What you should do:
Report each line of the records below that contains the word "reflection", copying every such line in full.

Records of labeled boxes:
>> begin
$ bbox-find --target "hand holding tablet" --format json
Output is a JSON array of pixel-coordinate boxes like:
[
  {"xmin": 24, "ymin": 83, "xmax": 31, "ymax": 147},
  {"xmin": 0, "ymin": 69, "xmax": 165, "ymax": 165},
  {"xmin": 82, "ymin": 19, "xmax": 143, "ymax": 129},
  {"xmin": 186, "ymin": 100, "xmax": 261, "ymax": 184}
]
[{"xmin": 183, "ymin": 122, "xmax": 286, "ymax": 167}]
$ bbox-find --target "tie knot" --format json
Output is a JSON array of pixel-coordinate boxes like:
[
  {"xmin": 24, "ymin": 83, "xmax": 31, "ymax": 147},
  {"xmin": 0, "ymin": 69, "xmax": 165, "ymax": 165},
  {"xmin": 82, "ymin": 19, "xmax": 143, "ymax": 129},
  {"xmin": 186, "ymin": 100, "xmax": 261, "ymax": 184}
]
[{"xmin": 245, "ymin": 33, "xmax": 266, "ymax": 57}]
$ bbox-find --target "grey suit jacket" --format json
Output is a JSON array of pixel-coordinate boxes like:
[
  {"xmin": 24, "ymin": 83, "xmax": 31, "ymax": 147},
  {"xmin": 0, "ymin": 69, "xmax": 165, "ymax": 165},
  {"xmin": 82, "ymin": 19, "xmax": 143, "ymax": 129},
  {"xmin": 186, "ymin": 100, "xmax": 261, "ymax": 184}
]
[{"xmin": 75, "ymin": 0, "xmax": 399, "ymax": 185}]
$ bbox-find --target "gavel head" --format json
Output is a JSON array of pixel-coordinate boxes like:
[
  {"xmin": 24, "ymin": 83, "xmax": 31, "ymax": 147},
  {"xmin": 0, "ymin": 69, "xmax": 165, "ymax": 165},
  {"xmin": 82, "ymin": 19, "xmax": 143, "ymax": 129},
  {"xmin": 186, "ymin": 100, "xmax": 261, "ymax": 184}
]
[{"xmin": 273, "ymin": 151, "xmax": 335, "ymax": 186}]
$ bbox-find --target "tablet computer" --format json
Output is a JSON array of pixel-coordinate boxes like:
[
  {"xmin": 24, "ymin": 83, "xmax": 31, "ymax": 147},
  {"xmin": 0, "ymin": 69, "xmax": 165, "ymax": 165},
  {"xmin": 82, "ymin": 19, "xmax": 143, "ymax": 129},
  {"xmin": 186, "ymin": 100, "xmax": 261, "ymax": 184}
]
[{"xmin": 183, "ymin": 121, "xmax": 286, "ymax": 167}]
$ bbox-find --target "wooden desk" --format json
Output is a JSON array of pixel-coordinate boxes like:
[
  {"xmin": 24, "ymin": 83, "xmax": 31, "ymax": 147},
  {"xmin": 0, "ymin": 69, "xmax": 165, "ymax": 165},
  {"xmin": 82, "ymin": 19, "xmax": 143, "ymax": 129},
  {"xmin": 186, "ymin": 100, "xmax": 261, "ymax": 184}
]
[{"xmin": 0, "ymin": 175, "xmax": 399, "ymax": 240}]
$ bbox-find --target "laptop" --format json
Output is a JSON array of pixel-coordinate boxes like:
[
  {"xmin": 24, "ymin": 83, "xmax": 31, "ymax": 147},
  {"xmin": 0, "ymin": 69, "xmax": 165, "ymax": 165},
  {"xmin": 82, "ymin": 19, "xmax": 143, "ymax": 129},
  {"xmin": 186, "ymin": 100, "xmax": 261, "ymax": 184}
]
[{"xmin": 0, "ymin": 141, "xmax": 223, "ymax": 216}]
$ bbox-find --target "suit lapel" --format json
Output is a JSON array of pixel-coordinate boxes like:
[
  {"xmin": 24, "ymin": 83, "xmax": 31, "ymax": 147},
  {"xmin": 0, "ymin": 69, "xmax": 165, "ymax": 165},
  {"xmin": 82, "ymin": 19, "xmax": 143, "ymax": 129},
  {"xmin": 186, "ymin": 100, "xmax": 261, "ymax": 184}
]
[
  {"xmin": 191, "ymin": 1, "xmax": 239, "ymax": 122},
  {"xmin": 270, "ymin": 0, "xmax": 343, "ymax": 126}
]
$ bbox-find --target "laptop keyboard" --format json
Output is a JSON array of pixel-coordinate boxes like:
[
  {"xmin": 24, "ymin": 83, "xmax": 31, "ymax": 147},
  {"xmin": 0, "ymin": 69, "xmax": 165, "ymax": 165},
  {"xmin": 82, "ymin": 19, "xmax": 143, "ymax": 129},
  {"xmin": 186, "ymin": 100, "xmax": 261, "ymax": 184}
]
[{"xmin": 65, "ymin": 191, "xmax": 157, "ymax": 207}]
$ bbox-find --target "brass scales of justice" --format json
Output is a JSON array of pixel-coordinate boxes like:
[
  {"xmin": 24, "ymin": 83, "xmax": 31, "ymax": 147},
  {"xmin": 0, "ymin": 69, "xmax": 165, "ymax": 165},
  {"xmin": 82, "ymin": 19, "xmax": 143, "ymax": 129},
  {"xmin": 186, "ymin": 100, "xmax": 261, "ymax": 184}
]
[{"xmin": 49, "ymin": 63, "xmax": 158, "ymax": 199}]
>> end
>> begin
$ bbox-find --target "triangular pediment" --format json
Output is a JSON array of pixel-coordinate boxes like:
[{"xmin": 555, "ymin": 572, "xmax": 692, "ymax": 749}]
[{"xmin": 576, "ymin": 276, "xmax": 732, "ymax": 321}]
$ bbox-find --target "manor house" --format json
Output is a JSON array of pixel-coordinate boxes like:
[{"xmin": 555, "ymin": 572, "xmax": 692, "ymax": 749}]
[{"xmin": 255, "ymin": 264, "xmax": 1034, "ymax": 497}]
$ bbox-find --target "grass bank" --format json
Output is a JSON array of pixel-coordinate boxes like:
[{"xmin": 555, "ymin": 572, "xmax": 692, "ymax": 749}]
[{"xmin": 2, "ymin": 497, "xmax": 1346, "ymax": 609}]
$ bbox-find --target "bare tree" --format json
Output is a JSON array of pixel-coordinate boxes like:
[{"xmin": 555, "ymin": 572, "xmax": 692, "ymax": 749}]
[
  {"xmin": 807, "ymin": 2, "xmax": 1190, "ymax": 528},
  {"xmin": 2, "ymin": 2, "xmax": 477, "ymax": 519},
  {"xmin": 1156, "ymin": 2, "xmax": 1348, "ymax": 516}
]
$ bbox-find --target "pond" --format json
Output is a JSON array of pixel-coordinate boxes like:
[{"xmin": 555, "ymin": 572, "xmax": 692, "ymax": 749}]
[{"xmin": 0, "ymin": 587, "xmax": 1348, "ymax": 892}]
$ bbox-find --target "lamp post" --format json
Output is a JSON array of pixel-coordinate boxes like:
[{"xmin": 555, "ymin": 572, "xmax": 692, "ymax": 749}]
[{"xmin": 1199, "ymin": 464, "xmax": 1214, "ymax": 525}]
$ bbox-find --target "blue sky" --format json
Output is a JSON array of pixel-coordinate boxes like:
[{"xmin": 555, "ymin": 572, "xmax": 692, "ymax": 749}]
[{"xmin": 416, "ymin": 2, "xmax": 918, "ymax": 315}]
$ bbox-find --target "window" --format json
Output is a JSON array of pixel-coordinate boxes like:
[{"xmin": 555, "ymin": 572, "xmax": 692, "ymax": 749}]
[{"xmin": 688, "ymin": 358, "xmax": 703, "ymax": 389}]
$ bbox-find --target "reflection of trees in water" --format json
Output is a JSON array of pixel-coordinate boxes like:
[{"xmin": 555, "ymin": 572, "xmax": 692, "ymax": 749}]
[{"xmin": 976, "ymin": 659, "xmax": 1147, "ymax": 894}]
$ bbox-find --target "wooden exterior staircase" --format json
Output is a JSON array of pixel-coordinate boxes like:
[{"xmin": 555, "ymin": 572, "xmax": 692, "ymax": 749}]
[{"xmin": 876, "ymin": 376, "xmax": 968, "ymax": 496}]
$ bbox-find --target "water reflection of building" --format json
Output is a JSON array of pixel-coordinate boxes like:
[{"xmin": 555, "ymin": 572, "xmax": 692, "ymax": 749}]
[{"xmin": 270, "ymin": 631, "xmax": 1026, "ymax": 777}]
>> end
Task response:
$ bbox-find --target "reflection of trees in water" --format json
$ bbox-find --target "water reflection of building" --format json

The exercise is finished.